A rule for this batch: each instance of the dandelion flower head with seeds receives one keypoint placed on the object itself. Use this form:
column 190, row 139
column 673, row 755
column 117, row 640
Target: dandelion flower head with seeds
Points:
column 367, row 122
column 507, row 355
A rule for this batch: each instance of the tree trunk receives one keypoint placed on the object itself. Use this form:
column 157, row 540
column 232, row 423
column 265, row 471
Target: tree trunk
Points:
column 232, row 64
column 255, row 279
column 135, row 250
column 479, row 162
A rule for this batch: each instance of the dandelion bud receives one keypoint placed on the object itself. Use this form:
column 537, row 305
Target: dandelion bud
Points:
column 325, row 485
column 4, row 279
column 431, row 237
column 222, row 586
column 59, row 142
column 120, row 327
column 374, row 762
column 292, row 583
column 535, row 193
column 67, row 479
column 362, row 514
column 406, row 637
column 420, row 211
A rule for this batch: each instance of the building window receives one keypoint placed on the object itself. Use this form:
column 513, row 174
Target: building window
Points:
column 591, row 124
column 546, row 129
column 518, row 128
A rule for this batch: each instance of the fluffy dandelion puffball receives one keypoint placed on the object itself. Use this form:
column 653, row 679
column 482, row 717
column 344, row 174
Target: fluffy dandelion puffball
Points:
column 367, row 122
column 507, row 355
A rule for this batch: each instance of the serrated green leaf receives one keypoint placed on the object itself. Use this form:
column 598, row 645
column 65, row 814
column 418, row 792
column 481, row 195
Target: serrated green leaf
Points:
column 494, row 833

================

## INSTRUCTIONS FOR THE TASK
Figure out how many lines of the material include the string "building", and reply with only that figure.

## EXERCISE RESULT
2